-- begin MATERIAL TO PROCESS --
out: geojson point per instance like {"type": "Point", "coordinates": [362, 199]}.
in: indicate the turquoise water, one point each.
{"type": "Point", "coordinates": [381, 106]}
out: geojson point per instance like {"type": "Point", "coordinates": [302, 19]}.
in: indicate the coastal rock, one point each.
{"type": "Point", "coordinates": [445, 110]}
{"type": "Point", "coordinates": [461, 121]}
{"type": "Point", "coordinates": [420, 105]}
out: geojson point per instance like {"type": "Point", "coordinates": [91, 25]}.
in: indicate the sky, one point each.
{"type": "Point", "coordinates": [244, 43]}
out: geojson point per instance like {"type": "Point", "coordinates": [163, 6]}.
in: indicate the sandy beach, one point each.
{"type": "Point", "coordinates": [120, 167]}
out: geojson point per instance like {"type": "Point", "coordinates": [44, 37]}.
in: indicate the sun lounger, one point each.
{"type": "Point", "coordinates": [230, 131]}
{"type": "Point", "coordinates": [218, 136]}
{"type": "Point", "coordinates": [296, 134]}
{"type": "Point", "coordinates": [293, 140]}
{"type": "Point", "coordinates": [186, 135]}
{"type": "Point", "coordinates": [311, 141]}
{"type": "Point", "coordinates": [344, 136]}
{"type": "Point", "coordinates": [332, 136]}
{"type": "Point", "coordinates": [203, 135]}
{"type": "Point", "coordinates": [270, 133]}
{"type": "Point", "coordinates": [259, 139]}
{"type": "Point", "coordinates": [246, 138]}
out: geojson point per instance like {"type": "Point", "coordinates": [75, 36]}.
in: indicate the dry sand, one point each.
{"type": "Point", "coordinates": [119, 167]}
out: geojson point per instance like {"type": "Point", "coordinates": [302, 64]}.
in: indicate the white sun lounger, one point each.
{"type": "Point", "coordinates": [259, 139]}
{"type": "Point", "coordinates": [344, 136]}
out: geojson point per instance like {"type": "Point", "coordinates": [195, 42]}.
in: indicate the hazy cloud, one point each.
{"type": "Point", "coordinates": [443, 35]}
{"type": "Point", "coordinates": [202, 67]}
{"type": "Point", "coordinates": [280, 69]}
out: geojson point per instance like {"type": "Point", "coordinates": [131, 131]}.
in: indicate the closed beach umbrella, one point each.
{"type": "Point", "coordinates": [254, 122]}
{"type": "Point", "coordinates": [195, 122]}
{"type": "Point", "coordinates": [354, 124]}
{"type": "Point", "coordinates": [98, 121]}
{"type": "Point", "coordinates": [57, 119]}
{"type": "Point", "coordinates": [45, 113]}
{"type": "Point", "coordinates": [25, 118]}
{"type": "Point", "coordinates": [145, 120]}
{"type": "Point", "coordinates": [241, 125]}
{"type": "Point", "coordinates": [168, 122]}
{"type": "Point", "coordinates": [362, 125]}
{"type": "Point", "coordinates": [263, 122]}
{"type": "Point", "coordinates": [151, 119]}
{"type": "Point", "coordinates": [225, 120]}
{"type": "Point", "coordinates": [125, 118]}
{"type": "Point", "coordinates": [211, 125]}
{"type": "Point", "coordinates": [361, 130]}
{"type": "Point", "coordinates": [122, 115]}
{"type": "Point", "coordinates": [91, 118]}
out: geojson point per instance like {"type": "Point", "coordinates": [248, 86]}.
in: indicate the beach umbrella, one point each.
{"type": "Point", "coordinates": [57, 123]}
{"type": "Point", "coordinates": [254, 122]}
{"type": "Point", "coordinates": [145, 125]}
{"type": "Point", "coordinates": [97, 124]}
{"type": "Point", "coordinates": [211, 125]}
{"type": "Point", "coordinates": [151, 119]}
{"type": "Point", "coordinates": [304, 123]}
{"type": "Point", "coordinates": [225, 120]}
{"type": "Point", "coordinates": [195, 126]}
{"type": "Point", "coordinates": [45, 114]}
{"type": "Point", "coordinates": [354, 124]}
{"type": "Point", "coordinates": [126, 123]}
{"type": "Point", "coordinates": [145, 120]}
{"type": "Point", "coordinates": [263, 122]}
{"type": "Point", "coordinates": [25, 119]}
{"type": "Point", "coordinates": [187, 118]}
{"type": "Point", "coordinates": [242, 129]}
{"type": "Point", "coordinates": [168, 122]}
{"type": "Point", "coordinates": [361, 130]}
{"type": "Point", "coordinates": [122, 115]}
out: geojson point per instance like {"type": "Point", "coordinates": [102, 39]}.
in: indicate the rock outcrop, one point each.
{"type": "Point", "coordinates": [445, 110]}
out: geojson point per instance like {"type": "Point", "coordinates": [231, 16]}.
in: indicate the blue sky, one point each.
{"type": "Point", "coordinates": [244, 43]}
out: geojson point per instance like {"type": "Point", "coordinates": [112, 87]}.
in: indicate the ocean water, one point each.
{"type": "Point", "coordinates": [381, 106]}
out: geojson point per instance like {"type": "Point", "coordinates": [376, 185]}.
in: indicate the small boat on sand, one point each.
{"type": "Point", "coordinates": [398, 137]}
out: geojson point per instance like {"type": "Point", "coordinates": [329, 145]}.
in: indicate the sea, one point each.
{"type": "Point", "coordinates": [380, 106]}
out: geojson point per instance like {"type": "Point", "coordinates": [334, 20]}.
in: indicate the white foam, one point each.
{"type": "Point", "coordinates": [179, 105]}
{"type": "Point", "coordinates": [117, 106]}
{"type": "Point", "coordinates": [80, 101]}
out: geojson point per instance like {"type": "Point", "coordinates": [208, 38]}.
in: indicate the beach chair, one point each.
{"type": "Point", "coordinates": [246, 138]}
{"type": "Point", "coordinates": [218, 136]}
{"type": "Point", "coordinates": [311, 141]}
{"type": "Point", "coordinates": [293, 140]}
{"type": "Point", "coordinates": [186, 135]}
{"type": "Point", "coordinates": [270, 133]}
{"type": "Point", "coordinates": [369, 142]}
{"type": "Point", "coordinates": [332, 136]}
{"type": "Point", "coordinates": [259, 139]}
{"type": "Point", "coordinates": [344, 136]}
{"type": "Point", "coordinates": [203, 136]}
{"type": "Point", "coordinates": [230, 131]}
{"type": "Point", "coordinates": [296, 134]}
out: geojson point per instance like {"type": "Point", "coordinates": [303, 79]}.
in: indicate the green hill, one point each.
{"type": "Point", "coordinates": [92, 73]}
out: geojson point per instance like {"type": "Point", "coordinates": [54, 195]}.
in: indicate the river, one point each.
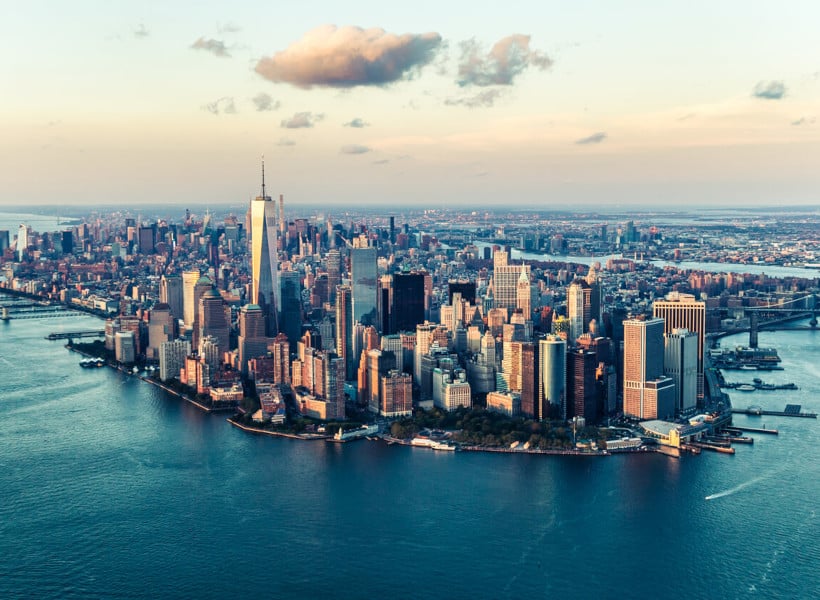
{"type": "Point", "coordinates": [109, 487]}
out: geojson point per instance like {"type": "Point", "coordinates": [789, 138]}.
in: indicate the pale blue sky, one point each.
{"type": "Point", "coordinates": [660, 102]}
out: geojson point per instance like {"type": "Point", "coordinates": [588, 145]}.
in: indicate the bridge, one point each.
{"type": "Point", "coordinates": [68, 335]}
{"type": "Point", "coordinates": [780, 318]}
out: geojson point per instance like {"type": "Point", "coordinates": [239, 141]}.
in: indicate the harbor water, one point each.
{"type": "Point", "coordinates": [111, 488]}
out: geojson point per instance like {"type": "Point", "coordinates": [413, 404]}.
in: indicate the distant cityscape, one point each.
{"type": "Point", "coordinates": [310, 325]}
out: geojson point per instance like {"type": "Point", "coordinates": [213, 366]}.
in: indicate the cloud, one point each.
{"type": "Point", "coordinates": [484, 98]}
{"type": "Point", "coordinates": [357, 123]}
{"type": "Point", "coordinates": [228, 28]}
{"type": "Point", "coordinates": [222, 105]}
{"type": "Point", "coordinates": [595, 138]}
{"type": "Point", "coordinates": [769, 90]}
{"type": "Point", "coordinates": [507, 59]}
{"type": "Point", "coordinates": [302, 120]}
{"type": "Point", "coordinates": [215, 47]}
{"type": "Point", "coordinates": [354, 149]}
{"type": "Point", "coordinates": [264, 102]}
{"type": "Point", "coordinates": [345, 57]}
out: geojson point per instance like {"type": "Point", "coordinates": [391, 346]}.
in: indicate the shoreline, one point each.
{"type": "Point", "coordinates": [159, 384]}
{"type": "Point", "coordinates": [292, 436]}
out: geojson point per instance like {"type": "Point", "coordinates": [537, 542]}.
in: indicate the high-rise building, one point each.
{"type": "Point", "coordinates": [681, 364]}
{"type": "Point", "coordinates": [22, 241]}
{"type": "Point", "coordinates": [578, 308]}
{"type": "Point", "coordinates": [553, 372]}
{"type": "Point", "coordinates": [203, 284]}
{"type": "Point", "coordinates": [530, 380]}
{"type": "Point", "coordinates": [290, 322]}
{"type": "Point", "coordinates": [582, 387]}
{"type": "Point", "coordinates": [252, 341]}
{"type": "Point", "coordinates": [264, 258]}
{"type": "Point", "coordinates": [505, 284]}
{"type": "Point", "coordinates": [160, 329]}
{"type": "Point", "coordinates": [406, 302]}
{"type": "Point", "coordinates": [648, 393]}
{"type": "Point", "coordinates": [172, 358]}
{"type": "Point", "coordinates": [189, 279]}
{"type": "Point", "coordinates": [334, 273]}
{"type": "Point", "coordinates": [682, 311]}
{"type": "Point", "coordinates": [67, 241]}
{"type": "Point", "coordinates": [214, 319]}
{"type": "Point", "coordinates": [170, 293]}
{"type": "Point", "coordinates": [363, 273]}
{"type": "Point", "coordinates": [344, 330]}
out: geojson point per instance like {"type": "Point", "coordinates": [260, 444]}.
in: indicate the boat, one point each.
{"type": "Point", "coordinates": [443, 446]}
{"type": "Point", "coordinates": [353, 434]}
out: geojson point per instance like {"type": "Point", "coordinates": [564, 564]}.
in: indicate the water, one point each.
{"type": "Point", "coordinates": [111, 488]}
{"type": "Point", "coordinates": [10, 221]}
{"type": "Point", "coordinates": [708, 267]}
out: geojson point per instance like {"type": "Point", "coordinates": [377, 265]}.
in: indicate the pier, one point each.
{"type": "Point", "coordinates": [791, 410]}
{"type": "Point", "coordinates": [755, 430]}
{"type": "Point", "coordinates": [68, 335]}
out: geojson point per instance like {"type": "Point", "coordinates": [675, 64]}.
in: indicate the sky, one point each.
{"type": "Point", "coordinates": [430, 104]}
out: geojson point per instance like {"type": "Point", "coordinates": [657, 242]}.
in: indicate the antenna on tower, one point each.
{"type": "Point", "coordinates": [263, 176]}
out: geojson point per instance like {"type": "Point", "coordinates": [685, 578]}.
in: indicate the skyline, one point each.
{"type": "Point", "coordinates": [537, 106]}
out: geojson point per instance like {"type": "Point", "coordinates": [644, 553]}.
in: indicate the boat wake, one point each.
{"type": "Point", "coordinates": [736, 489]}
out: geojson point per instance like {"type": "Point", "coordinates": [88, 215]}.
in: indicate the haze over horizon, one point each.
{"type": "Point", "coordinates": [421, 105]}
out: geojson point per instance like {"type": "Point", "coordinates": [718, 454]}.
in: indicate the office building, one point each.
{"type": "Point", "coordinates": [648, 393]}
{"type": "Point", "coordinates": [681, 364]}
{"type": "Point", "coordinates": [170, 293]}
{"type": "Point", "coordinates": [682, 311]}
{"type": "Point", "coordinates": [264, 258]}
{"type": "Point", "coordinates": [552, 354]}
{"type": "Point", "coordinates": [363, 274]}
{"type": "Point", "coordinates": [189, 279]}
{"type": "Point", "coordinates": [172, 358]}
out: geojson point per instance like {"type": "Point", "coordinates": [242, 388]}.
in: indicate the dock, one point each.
{"type": "Point", "coordinates": [67, 335]}
{"type": "Point", "coordinates": [755, 430]}
{"type": "Point", "coordinates": [791, 410]}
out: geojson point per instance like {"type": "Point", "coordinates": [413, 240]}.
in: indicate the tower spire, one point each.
{"type": "Point", "coordinates": [263, 176]}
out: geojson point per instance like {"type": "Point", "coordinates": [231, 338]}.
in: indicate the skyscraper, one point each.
{"type": "Point", "coordinates": [291, 304]}
{"type": "Point", "coordinates": [648, 393]}
{"type": "Point", "coordinates": [170, 292]}
{"type": "Point", "coordinates": [344, 330]}
{"type": "Point", "coordinates": [160, 329]}
{"type": "Point", "coordinates": [264, 258]}
{"type": "Point", "coordinates": [553, 371]}
{"type": "Point", "coordinates": [214, 320]}
{"type": "Point", "coordinates": [681, 364]}
{"type": "Point", "coordinates": [363, 273]}
{"type": "Point", "coordinates": [578, 308]}
{"type": "Point", "coordinates": [682, 311]}
{"type": "Point", "coordinates": [252, 340]}
{"type": "Point", "coordinates": [189, 279]}
{"type": "Point", "coordinates": [22, 241]}
{"type": "Point", "coordinates": [407, 302]}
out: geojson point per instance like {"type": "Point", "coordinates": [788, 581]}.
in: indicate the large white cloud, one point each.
{"type": "Point", "coordinates": [507, 59]}
{"type": "Point", "coordinates": [344, 57]}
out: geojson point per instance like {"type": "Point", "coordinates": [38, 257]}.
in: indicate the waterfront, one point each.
{"type": "Point", "coordinates": [109, 487]}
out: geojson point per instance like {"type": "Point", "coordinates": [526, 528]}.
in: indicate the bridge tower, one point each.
{"type": "Point", "coordinates": [753, 326]}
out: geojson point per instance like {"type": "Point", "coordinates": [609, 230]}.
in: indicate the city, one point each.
{"type": "Point", "coordinates": [373, 300]}
{"type": "Point", "coordinates": [587, 333]}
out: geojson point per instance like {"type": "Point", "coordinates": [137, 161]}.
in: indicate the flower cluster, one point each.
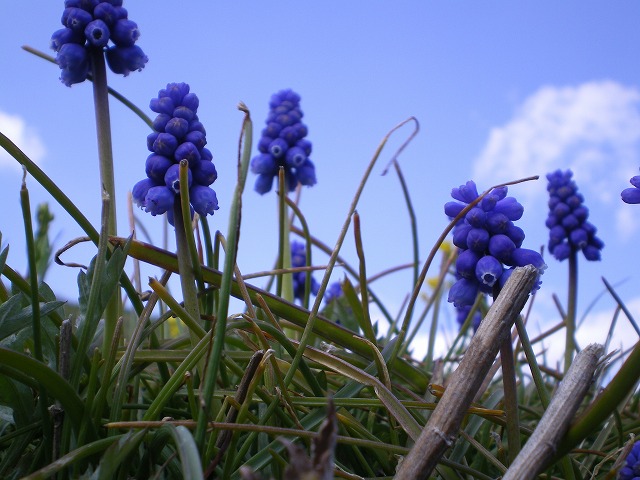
{"type": "Point", "coordinates": [299, 259]}
{"type": "Point", "coordinates": [632, 195]}
{"type": "Point", "coordinates": [90, 24]}
{"type": "Point", "coordinates": [490, 244]}
{"type": "Point", "coordinates": [567, 221]}
{"type": "Point", "coordinates": [283, 144]}
{"type": "Point", "coordinates": [631, 469]}
{"type": "Point", "coordinates": [178, 135]}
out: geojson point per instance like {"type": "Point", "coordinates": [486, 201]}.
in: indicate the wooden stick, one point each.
{"type": "Point", "coordinates": [441, 430]}
{"type": "Point", "coordinates": [542, 444]}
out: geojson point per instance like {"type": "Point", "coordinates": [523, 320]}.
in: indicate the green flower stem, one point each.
{"type": "Point", "coordinates": [285, 281]}
{"type": "Point", "coordinates": [92, 316]}
{"type": "Point", "coordinates": [213, 365]}
{"type": "Point", "coordinates": [307, 239]}
{"type": "Point", "coordinates": [313, 314]}
{"type": "Point", "coordinates": [188, 226]}
{"type": "Point", "coordinates": [570, 320]}
{"type": "Point", "coordinates": [325, 328]}
{"type": "Point", "coordinates": [533, 363]}
{"type": "Point", "coordinates": [68, 206]}
{"type": "Point", "coordinates": [510, 398]}
{"type": "Point", "coordinates": [348, 268]}
{"type": "Point", "coordinates": [187, 277]}
{"type": "Point", "coordinates": [191, 322]}
{"type": "Point", "coordinates": [35, 312]}
{"type": "Point", "coordinates": [412, 218]}
{"type": "Point", "coordinates": [105, 154]}
{"type": "Point", "coordinates": [366, 326]}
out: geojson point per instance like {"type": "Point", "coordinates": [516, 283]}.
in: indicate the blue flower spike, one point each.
{"type": "Point", "coordinates": [299, 259]}
{"type": "Point", "coordinates": [632, 195]}
{"type": "Point", "coordinates": [569, 229]}
{"type": "Point", "coordinates": [159, 191]}
{"type": "Point", "coordinates": [97, 26]}
{"type": "Point", "coordinates": [489, 243]}
{"type": "Point", "coordinates": [631, 468]}
{"type": "Point", "coordinates": [283, 144]}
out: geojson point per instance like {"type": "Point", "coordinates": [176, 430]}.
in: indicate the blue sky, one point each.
{"type": "Point", "coordinates": [501, 91]}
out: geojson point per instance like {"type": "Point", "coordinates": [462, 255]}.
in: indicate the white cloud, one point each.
{"type": "Point", "coordinates": [592, 128]}
{"type": "Point", "coordinates": [17, 130]}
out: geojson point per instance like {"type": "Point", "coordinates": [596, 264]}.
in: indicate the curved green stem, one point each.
{"type": "Point", "coordinates": [35, 310]}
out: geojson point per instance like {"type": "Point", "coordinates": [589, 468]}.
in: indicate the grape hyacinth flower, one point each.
{"type": "Point", "coordinates": [299, 259]}
{"type": "Point", "coordinates": [178, 135]}
{"type": "Point", "coordinates": [569, 229]}
{"type": "Point", "coordinates": [490, 245]}
{"type": "Point", "coordinates": [632, 195]}
{"type": "Point", "coordinates": [91, 25]}
{"type": "Point", "coordinates": [631, 469]}
{"type": "Point", "coordinates": [283, 144]}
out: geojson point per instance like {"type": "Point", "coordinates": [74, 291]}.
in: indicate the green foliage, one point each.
{"type": "Point", "coordinates": [216, 396]}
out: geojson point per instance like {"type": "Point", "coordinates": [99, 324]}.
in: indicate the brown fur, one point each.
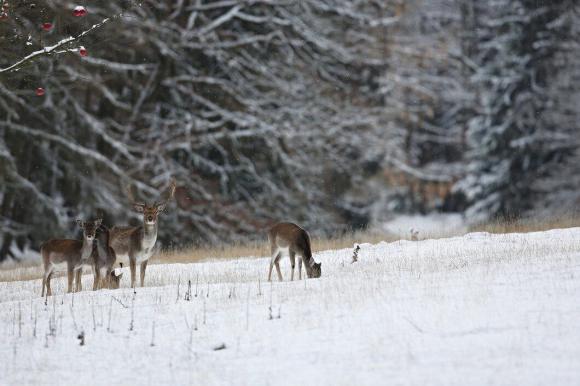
{"type": "Point", "coordinates": [104, 258]}
{"type": "Point", "coordinates": [288, 235]}
{"type": "Point", "coordinates": [67, 251]}
{"type": "Point", "coordinates": [138, 242]}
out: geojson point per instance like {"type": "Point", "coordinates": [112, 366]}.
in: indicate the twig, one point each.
{"type": "Point", "coordinates": [120, 302]}
{"type": "Point", "coordinates": [47, 51]}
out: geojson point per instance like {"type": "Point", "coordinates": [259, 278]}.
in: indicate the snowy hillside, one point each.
{"type": "Point", "coordinates": [477, 309]}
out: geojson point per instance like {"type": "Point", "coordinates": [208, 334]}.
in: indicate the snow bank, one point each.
{"type": "Point", "coordinates": [477, 309]}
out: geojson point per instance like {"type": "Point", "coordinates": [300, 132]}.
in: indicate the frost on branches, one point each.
{"type": "Point", "coordinates": [247, 104]}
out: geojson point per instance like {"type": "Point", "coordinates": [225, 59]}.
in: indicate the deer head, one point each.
{"type": "Point", "coordinates": [115, 280]}
{"type": "Point", "coordinates": [89, 228]}
{"type": "Point", "coordinates": [316, 270]}
{"type": "Point", "coordinates": [150, 212]}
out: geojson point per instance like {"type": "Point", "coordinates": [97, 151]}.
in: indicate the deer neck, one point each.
{"type": "Point", "coordinates": [308, 263]}
{"type": "Point", "coordinates": [149, 234]}
{"type": "Point", "coordinates": [86, 249]}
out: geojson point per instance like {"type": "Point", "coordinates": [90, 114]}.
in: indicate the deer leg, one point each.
{"type": "Point", "coordinates": [275, 257]}
{"type": "Point", "coordinates": [44, 279]}
{"type": "Point", "coordinates": [278, 270]}
{"type": "Point", "coordinates": [97, 277]}
{"type": "Point", "coordinates": [292, 263]}
{"type": "Point", "coordinates": [133, 267]}
{"type": "Point", "coordinates": [48, 290]}
{"type": "Point", "coordinates": [79, 275]}
{"type": "Point", "coordinates": [70, 277]}
{"type": "Point", "coordinates": [142, 271]}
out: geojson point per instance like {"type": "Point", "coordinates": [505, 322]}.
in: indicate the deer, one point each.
{"type": "Point", "coordinates": [74, 253]}
{"type": "Point", "coordinates": [291, 239]}
{"type": "Point", "coordinates": [104, 259]}
{"type": "Point", "coordinates": [137, 243]}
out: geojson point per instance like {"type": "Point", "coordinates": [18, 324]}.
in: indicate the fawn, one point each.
{"type": "Point", "coordinates": [290, 238]}
{"type": "Point", "coordinates": [73, 253]}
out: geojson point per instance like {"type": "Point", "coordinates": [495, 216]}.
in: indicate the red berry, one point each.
{"type": "Point", "coordinates": [79, 11]}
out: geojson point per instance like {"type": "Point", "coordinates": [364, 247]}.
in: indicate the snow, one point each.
{"type": "Point", "coordinates": [476, 309]}
{"type": "Point", "coordinates": [432, 225]}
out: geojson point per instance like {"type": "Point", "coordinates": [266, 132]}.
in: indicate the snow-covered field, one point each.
{"type": "Point", "coordinates": [477, 309]}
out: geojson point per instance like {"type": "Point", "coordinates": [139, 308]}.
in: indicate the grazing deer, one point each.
{"type": "Point", "coordinates": [290, 238]}
{"type": "Point", "coordinates": [136, 243]}
{"type": "Point", "coordinates": [104, 258]}
{"type": "Point", "coordinates": [75, 253]}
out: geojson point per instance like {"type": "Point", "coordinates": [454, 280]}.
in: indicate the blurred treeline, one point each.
{"type": "Point", "coordinates": [334, 114]}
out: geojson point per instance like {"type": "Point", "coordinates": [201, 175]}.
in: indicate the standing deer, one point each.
{"type": "Point", "coordinates": [75, 253]}
{"type": "Point", "coordinates": [104, 258]}
{"type": "Point", "coordinates": [136, 243]}
{"type": "Point", "coordinates": [293, 240]}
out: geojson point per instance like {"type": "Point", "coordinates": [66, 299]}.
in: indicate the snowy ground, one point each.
{"type": "Point", "coordinates": [478, 309]}
{"type": "Point", "coordinates": [430, 226]}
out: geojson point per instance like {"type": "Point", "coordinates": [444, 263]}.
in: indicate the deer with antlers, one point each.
{"type": "Point", "coordinates": [136, 243]}
{"type": "Point", "coordinates": [74, 253]}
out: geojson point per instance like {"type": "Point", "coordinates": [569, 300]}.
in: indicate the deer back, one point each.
{"type": "Point", "coordinates": [289, 235]}
{"type": "Point", "coordinates": [58, 251]}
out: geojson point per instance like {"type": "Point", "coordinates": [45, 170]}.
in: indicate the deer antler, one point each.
{"type": "Point", "coordinates": [131, 196]}
{"type": "Point", "coordinates": [168, 193]}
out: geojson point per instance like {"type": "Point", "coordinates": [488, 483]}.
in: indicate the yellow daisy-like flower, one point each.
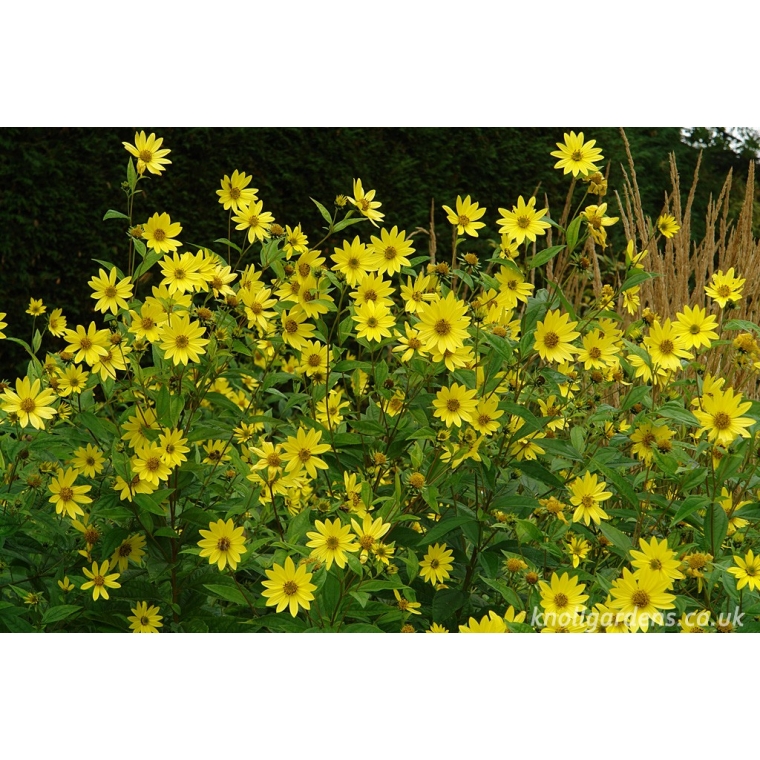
-- end MATERIAL TO PROCESS --
YOUR INSTRUCTIONS:
Which lines in the rows above contain the word "umbrella"? Pick out each one and copy it in full.

TASK OUTPUT:
in: indicate the closed beach umbrella, one point each.
in: indicate the beach umbrella, one point each.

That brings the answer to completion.